Maritime law — Carriage of goods — Appeal from trial judgment holding respondent entitled to rely on limitation of liability clause in contract for transportation of belongings to England, though negligent in performance of contractual obligations — Appellant experienced in such matters — Inclusion of damage “howsoever caused” in exemption, limitation portions of clause encompassing negligence — Not unconscionable, unreasonable, unfair to uphold clause.
This was an appeal from the trial judgment holding that the respondent could rely on the limitation of liability clause in a contract to transport the appellant’s belongings to England, even though it had been negligent in the performance of its contractual obligations. The appellant was experienced in the transportation of valuable antiques and was familiar with standard form contracts. He signed the contract, which was expressly subject to the conditions printed on the reverse side, without reading the conditions, although he had had the contract in his possession for a week. He secured his own insurance. Several items went missing and others were damaged in transit.

■ **TO-DO LIST**
- a) In the case summary, can you reproduce the passage starting at "Maritime law —" and ending at "to uphold clause.", with "unconscionable" changed to "oppressive"?
- b) How would you put this sentence from the case summary into Spanish: "Several items went missing and others were damaged in transit."

■ **EXTRACTED RECORDS**
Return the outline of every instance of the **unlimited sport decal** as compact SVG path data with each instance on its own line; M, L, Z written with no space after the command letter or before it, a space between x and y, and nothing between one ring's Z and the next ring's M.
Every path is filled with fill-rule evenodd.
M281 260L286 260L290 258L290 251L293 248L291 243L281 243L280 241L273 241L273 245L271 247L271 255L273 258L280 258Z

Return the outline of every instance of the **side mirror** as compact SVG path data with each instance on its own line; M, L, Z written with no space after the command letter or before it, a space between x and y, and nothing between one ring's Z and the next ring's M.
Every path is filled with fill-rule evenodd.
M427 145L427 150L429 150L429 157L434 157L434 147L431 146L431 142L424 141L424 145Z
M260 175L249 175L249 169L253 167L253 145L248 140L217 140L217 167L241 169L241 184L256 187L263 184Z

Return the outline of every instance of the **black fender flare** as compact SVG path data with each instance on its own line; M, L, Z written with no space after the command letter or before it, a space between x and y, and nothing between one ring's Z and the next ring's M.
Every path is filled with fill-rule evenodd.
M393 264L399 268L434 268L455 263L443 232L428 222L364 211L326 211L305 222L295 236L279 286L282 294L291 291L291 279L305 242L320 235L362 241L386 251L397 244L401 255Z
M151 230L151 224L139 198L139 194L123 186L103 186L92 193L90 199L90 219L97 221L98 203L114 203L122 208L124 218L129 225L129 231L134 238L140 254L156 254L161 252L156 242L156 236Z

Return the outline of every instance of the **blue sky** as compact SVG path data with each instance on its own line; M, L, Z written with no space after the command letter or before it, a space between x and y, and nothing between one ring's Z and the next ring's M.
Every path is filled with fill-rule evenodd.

■ **SOLUTIONS TO THE PROBLEMS**
- a)
Maritime law — Carriage of goods — Appeal from trial judgment holding respondent entitled to rely on limitation of liability clause in contract for transportation of belongings to England, though negligent in performance of contractual obligations — Appellant experienced in such matters — Inclusion of damage “howsoever caused” in exemption, limitation portions of clause encompassing negligence — Not oppressive, unreasonable, unfair to uphold clause.

- b) Varios artículos se perdieron y otros resultaron dañados durante el transporte.